→ Set problem A
Answer these questions from the text on the UDF file system, one line each.
(i) What package must be installed in Ubuntu and Debian to use UDF?
(ii) Which two file systems do not allow changing the ownership and permissions of individual files?
(iii) Which Linux file system can Windows 10 prompt for formatting?

→ Selected extract
You can use the file system UDF where you can manage ownership and permissions rather freely so that a directory can be writable and programs can be executable.

  • UDF probably lacks tools to repair the file system, which is a disadvantage, but there are several advantages.

  • FOSS

  • Maybe it is possible to find repair tools in Windows via this link: fsck tools for UDF, and there is some tool available as source code

  • Can be created in Ubuntu

  • Compatible with linux style links.

  • Compatible with linux style permissions and ownership. You can create and modify ownership and permissions of individual files (which is not possible with FAT and NTFS).

  • A UDF partition will not be prompted for formatting by Windows 10 (while the linux ext4 file system is affected, and can be destroyed by mistake).

  • How to create and use UDF: Using the UDF as a successor of FAT for USB sticks

    So, to use it, assuming your USB stick is /dev/sdx:

    1. Install the package udftools (in Ubuntu and Debian)

            sudo apt-get install udftools
      
    2. Create a partition table and one partition with gparted or gnome-disks

    3. Wipe the first mibibyte of the target partition with the risky dd (double-check the command line!)

            sudo dd if=/dev/zero of=/dev/sdx1 bs=1M count=1
      
    4. Run mkudffs,

            sudo mkudffs -b 512 --media-type=hd --lvid=my-label /dev/sdx1
      

    Wipe the first mibibyte of the partition to erase the previous file system information (or other remaining data), to prevent you USB stick from being detected as a FAT after it has been formatted with UDF.

→ Records from a dataset

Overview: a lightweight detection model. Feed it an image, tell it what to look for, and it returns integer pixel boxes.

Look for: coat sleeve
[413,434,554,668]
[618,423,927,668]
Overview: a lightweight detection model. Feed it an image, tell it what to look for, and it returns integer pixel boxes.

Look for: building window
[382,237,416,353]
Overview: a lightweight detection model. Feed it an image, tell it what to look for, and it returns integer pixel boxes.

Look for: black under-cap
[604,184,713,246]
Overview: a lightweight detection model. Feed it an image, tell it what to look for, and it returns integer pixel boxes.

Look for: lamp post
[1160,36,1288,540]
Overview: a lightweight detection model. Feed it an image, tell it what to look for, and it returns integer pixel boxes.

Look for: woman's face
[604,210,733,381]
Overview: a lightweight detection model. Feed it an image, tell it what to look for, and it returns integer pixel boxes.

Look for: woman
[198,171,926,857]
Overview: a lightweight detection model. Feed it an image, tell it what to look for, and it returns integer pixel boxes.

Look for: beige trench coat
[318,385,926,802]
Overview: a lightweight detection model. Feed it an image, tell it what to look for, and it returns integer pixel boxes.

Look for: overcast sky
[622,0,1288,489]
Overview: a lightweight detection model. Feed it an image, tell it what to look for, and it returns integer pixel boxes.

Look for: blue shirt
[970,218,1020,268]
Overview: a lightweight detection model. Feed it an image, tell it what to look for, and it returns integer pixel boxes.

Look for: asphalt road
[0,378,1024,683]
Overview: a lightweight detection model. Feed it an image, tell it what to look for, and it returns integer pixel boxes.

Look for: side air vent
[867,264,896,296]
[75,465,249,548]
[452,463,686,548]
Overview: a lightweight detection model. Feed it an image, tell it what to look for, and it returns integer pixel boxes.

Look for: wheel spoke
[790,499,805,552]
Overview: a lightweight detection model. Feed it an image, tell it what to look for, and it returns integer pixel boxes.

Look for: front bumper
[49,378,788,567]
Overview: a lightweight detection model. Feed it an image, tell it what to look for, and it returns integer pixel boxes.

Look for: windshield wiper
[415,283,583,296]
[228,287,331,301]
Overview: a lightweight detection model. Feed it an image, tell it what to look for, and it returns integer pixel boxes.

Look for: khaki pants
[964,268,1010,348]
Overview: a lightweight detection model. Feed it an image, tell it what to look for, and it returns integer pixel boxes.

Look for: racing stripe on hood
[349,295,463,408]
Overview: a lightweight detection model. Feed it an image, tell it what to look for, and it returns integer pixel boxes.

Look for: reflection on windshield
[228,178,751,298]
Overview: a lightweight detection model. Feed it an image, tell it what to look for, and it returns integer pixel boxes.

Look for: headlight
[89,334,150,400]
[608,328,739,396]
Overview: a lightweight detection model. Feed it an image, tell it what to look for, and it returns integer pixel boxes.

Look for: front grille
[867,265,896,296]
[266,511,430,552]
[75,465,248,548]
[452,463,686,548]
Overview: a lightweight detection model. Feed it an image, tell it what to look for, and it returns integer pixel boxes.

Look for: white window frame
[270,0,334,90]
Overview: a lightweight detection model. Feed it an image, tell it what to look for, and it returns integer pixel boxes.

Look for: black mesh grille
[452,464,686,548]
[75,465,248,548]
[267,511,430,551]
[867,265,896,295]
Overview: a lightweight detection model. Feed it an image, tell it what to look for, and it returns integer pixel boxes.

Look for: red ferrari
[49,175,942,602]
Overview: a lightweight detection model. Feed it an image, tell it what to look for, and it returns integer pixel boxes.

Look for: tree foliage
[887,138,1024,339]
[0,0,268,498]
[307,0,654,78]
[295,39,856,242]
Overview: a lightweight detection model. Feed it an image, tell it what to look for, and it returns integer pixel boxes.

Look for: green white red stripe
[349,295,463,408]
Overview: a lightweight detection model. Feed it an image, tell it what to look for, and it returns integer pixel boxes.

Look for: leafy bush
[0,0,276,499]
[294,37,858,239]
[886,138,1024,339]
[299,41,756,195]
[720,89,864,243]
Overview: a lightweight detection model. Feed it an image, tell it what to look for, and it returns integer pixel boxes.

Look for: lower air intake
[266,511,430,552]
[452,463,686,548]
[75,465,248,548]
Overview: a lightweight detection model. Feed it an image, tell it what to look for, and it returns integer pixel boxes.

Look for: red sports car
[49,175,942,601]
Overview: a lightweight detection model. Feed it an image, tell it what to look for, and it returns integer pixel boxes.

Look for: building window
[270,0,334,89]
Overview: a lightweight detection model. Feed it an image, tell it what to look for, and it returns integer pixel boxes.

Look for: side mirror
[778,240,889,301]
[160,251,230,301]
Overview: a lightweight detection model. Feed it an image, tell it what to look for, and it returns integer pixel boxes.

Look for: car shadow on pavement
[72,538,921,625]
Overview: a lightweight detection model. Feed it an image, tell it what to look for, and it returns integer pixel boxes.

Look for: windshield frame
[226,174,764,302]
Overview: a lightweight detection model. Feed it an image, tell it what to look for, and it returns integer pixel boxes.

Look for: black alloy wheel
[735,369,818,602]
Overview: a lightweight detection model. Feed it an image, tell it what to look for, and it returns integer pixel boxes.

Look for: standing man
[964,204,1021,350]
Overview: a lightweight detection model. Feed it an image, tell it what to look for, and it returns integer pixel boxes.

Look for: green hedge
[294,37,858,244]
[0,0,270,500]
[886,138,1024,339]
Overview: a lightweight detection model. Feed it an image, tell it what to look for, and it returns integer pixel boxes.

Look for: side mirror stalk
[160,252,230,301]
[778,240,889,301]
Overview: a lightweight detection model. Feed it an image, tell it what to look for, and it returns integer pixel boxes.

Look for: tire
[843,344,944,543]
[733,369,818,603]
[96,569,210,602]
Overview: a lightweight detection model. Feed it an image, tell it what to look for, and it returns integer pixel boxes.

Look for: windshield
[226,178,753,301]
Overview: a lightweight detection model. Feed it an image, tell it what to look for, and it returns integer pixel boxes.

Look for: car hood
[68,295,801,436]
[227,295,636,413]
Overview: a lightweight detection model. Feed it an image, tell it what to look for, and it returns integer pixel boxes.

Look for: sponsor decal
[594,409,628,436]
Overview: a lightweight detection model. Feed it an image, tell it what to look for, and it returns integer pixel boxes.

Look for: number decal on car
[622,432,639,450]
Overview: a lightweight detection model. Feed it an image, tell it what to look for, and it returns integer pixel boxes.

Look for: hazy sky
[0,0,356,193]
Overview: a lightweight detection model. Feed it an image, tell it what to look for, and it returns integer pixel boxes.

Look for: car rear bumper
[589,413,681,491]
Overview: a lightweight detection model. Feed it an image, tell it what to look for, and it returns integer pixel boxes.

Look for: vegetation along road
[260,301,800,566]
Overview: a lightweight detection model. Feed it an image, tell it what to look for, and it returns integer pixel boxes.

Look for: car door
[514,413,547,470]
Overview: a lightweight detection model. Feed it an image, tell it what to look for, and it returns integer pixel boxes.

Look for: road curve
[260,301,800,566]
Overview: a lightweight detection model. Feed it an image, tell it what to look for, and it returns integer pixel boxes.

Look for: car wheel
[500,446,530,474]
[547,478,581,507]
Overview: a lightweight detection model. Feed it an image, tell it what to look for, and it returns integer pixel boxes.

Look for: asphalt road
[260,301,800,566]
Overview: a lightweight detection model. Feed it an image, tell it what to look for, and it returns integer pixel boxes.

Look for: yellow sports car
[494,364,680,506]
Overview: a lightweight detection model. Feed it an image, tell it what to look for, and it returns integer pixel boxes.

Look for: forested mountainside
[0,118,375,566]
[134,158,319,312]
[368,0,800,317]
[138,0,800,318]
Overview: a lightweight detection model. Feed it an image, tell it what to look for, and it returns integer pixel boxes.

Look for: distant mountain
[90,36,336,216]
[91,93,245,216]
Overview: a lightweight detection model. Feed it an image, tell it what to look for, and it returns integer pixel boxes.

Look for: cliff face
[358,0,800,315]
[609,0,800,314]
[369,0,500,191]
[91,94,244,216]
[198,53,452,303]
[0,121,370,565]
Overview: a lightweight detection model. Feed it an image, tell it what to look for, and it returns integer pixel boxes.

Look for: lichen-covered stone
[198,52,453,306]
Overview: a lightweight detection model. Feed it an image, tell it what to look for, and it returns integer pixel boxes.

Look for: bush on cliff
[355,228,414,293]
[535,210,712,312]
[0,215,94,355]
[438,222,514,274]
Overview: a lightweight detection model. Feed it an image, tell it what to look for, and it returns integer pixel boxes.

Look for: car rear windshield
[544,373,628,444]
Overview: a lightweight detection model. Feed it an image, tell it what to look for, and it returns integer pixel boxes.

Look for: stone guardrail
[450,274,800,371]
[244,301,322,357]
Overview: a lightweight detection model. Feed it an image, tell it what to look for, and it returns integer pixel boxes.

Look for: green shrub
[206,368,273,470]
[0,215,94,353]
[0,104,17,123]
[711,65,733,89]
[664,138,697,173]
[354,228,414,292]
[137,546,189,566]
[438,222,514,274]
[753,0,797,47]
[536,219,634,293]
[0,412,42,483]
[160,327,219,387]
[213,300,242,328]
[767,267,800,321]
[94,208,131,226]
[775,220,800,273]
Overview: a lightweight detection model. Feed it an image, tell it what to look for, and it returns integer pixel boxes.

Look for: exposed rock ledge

→ Set problem B
Reproduce the records word for word, starting at the beginning of the records and ending with the line that contains "[0,378,1024,683]".

→ Complete response A
(i) udftools
(ii) FAT and NTFS
(iii) ext4

→ Complete response B
Overview: a lightweight detection model. Feed it an image, tell it what to look for, and it returns integer pixel boxes.

Look for: coat sleeve
[413,434,554,668]
[618,423,927,668]
Overview: a lightweight detection model. Feed it an image, tell it what to look for, and it returns integer pixel boxes.

Look for: building window
[382,237,416,353]
Overview: a lightweight detection model. Feed it an image, tell it what to look for, and it returns integer pixel boxes.

Look for: black under-cap
[604,184,713,246]
Overview: a lightweight detection model. Feed it an image, tell it what to look for, and it returns integer pixel boxes.

Look for: lamp post
[1160,36,1288,540]
Overview: a lightweight detection model. Feed it an image, tell it what to look for, and it returns integer pixel boxes.

Look for: woman's face
[604,210,733,381]
Overview: a lightweight detection model. Feed it an image, tell it what to look for, and it returns integer pixel boxes.

Look for: woman
[198,171,926,857]
Overview: a lightweight detection model. Feed it an image, tell it what to look for, and it returns integer pixel boxes.

Look for: beige trench coat
[318,385,926,802]
Overview: a lightweight detection model. Feed it an image, tell it what to look for, and it returns integer pixel boxes.

Look for: overcast sky
[622,0,1288,489]
Overview: a lightweight detection model. Feed it an image, tell it what to look for, and it returns integer pixel boxes.

Look for: blue shirt
[970,218,1020,268]
Overview: a lightweight detection model. Feed it an image, tell it what to look for, and it returns integer pixel boxes.

Look for: asphalt road
[0,378,1024,683]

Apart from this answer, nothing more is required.